Can you gather every line of the material below that contains the word "mouth", copying each one?

Stored data:
━━━━━━━━━━
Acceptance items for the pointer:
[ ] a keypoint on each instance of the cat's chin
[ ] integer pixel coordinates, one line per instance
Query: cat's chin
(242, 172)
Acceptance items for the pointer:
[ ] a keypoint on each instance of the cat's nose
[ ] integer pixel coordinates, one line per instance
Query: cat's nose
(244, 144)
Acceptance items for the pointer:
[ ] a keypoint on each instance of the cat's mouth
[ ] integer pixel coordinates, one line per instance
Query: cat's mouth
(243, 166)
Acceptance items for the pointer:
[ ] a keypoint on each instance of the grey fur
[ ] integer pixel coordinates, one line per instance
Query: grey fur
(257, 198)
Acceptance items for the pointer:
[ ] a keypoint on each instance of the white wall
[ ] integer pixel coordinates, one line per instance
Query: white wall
━━━━━━━━━━
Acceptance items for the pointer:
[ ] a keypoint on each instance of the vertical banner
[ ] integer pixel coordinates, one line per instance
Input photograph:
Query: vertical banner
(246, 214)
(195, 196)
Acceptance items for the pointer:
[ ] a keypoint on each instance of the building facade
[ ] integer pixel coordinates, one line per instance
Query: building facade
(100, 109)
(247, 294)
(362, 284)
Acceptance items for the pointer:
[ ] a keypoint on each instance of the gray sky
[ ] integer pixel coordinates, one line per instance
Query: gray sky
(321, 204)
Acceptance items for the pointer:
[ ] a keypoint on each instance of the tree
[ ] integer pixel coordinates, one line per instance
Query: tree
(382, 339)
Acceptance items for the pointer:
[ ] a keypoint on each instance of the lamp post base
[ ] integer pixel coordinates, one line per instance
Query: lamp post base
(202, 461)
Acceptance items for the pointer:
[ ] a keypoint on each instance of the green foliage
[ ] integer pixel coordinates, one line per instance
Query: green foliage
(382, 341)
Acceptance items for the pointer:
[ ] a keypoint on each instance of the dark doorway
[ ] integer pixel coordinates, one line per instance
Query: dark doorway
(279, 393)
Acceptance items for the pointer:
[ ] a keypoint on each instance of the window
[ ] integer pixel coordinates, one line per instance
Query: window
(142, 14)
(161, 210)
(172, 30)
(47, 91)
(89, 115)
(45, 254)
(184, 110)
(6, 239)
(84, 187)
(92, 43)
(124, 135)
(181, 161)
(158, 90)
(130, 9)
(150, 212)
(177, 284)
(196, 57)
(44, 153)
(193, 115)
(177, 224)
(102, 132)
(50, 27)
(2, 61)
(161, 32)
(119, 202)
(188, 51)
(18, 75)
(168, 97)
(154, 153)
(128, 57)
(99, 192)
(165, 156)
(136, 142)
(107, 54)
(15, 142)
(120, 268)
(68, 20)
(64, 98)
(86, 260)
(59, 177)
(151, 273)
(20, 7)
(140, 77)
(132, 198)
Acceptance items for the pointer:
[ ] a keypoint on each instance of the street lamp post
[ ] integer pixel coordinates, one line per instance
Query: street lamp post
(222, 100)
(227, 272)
━━━━━━━━━━
Result of the exercise:
[ ] a keypoint on each instance of the cat's mouth
Query: cat's mouth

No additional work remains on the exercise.